Tesco (LON:TSCO) finally showed signs that its recovery drive was picking up pace as festive sales increased.

Group like-for-like sales in the 19 weeks to January 9 rose 0.4%, its first reported increase for more than four years.

The beleaguered supermarket chain said group like-for-like sales in the six weeks to January 9 gained 2.1%.

Within that, UK like-for-like sales increased 1.3% and international like-for-likes lifted 4.1%.

In the third quarter to November 28, group like-for-like sales fell 0.5% and the UK fell 1.5%, but international sales rose 2.9%.

In contrast to Next (LON:NXT) and Marks & Spencer (LON:MKS), Tesco said clothing sales increased significantly ahead of the market, helped by strong ladies fashion and knitwear ranges.

Under new chief executive Dave Lewis, Tesco has been reducing reliance on voucher promotions and cutting prices on a range of basic groceries instead.

§ Work instructions
• a. According to the Tesco article, what helped Tesco's clothing sales rise significantly ahead of the market?
• b. Decide whether each statement agrees with the Tesco article, answering yes or no and quoting the words that settle it: (i) Group like-for-like sales rose in the third quarter to November 28. (ii) Tesco has been cutting prices on a range of basic groceries. (iii) The 0.4% rise in the 19 weeks to January 9 was the first reported increase for more than four years.
• c. Reproduce the Tesco article word for word, starting with "The beleaguered supermarket" and going on through "like-for-likes lifted 4.1%.".
Base your answers on the Tesco article alone.

§ Dataset excerpts
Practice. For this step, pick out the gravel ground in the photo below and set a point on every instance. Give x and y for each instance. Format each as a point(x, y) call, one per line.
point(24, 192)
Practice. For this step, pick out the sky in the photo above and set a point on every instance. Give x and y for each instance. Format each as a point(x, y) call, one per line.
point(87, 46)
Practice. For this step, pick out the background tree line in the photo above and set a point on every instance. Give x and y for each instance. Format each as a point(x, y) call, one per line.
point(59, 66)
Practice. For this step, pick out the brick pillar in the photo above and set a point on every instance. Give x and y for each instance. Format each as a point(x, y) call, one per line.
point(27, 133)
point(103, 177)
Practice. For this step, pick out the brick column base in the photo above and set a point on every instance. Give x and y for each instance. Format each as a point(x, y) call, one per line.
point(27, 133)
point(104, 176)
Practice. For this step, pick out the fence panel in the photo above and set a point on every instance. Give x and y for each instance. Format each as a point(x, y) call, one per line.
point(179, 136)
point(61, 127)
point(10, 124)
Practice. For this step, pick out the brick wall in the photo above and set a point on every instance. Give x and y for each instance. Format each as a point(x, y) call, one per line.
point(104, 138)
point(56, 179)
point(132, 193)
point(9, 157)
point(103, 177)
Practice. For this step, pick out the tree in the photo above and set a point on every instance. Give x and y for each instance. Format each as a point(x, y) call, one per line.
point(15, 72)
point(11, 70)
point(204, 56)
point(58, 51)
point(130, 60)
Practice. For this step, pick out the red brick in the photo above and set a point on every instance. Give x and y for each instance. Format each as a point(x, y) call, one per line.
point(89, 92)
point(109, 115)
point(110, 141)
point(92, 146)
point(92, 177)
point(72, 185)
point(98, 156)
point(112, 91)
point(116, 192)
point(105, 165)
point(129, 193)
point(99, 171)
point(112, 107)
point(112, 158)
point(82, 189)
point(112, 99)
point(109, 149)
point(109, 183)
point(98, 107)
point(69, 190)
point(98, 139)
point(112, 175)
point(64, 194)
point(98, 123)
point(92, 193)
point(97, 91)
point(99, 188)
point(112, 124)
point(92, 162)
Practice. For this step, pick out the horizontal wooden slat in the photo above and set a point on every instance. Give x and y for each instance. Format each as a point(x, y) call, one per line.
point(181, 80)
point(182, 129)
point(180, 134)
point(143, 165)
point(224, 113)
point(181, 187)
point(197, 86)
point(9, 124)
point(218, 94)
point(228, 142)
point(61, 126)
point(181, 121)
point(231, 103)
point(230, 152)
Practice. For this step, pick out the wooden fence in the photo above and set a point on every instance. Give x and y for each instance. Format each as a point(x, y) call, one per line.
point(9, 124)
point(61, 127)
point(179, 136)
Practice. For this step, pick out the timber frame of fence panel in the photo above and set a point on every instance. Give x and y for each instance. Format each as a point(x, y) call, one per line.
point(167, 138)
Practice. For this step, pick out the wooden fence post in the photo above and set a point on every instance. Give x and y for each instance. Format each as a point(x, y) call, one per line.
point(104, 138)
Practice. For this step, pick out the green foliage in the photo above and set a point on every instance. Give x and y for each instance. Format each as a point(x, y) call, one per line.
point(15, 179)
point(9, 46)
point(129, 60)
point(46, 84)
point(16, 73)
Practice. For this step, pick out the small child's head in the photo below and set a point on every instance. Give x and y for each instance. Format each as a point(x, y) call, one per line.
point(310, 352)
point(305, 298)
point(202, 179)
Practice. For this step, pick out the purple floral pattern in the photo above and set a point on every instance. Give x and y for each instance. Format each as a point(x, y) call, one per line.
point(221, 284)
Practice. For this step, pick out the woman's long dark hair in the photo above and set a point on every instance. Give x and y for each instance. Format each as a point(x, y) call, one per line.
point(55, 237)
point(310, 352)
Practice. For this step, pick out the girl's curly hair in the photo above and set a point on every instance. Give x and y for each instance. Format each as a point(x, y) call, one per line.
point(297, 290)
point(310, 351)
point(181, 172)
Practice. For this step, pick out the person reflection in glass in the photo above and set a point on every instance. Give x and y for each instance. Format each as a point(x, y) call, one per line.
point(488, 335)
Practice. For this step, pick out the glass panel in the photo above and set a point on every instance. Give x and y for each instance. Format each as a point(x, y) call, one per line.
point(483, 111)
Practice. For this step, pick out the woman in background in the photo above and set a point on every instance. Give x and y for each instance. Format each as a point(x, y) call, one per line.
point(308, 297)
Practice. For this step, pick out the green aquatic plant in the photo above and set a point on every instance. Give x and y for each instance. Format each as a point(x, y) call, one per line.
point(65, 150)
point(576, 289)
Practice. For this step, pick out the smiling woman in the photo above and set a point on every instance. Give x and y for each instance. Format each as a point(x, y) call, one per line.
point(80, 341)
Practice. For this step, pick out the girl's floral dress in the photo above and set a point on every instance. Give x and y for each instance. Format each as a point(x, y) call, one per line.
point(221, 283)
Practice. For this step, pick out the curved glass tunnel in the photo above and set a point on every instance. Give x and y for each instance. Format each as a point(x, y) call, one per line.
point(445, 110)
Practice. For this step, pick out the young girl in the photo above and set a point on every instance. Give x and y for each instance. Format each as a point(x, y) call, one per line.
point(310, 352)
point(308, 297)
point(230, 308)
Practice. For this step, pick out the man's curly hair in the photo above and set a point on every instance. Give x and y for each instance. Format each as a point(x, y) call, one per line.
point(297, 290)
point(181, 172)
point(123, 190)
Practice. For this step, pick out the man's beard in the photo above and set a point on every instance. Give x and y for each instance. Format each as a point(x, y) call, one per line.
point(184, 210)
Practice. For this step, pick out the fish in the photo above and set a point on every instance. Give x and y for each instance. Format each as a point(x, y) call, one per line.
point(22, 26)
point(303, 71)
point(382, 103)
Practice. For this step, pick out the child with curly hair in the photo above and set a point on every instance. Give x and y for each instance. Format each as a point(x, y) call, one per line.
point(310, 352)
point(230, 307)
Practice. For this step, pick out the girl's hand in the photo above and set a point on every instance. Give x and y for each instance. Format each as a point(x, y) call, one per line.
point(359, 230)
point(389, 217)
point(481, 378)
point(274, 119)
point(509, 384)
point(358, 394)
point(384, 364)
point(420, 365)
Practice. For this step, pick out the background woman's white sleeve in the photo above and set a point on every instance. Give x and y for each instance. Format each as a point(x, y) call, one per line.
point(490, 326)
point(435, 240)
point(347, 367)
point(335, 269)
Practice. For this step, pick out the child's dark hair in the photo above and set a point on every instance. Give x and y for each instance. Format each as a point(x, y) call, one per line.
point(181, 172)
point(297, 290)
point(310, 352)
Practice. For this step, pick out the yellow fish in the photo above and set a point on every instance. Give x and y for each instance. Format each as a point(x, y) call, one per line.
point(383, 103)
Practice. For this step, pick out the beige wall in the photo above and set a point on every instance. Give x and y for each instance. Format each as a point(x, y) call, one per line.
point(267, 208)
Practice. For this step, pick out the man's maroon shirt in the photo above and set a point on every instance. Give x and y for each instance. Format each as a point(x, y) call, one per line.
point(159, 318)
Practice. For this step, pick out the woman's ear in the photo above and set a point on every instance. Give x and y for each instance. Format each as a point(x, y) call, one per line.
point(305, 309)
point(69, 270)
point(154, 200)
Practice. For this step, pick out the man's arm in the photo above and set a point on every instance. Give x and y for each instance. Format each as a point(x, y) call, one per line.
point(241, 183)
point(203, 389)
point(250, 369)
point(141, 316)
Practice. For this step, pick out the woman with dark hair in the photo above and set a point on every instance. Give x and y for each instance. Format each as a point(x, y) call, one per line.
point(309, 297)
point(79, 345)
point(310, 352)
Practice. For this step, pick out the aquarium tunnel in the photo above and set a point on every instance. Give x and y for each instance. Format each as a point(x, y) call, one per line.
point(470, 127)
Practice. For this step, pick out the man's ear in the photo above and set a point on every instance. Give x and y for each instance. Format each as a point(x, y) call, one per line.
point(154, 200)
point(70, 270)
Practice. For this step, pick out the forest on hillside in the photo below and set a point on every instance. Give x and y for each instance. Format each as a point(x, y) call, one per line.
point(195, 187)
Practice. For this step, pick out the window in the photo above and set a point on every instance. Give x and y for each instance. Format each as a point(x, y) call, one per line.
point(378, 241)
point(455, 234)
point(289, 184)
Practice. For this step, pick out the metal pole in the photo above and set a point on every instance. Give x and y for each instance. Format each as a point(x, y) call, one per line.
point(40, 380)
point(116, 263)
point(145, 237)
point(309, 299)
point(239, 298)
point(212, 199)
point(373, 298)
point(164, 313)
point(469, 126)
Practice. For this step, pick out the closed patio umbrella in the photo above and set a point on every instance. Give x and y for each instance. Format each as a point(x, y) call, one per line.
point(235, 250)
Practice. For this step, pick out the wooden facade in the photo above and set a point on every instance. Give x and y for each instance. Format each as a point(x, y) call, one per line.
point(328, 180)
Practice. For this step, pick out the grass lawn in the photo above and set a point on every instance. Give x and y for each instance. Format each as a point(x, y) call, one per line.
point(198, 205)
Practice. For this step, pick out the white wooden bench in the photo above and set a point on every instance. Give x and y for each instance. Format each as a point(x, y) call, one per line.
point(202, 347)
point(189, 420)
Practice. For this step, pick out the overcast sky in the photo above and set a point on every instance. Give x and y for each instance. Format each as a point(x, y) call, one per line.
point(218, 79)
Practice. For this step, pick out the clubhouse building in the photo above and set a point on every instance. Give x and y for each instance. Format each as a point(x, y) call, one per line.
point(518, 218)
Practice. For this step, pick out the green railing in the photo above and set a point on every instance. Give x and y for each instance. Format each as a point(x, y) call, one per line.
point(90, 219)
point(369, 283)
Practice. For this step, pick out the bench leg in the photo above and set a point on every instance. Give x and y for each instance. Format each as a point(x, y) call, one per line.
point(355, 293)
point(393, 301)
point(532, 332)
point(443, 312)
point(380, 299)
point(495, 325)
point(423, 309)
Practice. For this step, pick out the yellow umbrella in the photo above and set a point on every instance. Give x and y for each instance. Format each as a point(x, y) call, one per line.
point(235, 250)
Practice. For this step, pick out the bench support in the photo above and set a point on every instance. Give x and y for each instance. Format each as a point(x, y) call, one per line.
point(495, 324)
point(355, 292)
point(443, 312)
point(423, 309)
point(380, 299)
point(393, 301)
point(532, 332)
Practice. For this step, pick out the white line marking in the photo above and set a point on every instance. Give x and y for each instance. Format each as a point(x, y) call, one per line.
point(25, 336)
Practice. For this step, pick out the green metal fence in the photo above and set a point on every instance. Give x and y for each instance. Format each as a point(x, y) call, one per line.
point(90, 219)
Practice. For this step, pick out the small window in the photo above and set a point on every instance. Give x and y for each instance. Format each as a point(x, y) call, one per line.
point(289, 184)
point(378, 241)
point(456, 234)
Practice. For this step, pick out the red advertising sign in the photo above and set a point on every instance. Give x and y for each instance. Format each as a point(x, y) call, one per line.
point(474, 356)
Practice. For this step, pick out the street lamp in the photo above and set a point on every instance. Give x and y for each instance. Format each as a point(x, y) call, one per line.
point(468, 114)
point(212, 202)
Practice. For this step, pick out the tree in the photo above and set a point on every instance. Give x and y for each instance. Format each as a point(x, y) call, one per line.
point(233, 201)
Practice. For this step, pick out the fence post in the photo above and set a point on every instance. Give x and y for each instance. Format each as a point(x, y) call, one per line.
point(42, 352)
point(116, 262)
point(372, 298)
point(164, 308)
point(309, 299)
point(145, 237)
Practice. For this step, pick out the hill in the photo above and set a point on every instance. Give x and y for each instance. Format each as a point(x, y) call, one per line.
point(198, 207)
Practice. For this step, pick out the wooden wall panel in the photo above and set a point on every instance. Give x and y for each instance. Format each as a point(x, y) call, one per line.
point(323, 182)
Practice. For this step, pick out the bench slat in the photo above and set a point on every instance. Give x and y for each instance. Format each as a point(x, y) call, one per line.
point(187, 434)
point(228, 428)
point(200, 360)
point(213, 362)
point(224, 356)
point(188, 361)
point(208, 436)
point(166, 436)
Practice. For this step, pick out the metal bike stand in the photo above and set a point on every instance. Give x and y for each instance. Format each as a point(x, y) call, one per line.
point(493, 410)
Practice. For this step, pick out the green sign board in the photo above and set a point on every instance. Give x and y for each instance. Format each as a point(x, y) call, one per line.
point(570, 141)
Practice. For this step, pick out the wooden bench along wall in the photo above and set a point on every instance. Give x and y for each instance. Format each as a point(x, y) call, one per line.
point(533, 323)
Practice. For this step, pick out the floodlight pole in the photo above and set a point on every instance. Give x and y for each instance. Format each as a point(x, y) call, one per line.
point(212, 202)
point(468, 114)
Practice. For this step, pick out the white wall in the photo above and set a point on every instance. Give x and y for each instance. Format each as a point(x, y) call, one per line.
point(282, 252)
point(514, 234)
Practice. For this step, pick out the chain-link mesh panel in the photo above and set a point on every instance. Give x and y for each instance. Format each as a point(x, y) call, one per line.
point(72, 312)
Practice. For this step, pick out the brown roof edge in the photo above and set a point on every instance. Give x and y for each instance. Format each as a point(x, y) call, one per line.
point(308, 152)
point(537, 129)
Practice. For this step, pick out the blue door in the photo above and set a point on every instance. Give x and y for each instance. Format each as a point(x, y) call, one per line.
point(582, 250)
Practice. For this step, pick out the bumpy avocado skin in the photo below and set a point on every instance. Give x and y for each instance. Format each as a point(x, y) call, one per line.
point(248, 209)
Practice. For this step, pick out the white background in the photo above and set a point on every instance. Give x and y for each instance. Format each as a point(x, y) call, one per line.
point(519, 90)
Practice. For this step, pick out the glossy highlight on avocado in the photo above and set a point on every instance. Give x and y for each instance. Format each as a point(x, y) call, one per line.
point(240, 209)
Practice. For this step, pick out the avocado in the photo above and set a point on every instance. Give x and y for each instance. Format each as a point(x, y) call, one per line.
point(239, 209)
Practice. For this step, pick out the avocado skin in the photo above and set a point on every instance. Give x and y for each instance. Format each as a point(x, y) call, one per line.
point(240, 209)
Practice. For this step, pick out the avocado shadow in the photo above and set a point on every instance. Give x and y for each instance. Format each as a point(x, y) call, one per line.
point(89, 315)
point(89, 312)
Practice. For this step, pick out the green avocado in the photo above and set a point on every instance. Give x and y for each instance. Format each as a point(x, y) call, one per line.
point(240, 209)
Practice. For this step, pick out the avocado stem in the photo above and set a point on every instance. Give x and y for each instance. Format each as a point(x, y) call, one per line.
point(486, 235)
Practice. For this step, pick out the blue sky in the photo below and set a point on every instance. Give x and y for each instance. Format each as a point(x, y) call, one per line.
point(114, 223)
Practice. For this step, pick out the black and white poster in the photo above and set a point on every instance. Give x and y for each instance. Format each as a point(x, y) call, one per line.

§ Answers below
• a. Strong ladies fashion and knitwear ranges helped.

• b.
(i) No: "group like-for-like sales fell 0.5%"
(ii) Yes: "cutting prices on a range of basic groceries instead"
(iii) Yes: "its first reported increase for more than four years"

• c.
The beleaguered supermarket chain said group like-for-like sales in the six weeks to January 9 gained 2.1%.

Within that, UK like-for-like sales increased 1.3% and international like-for-likes lifted 4.1%.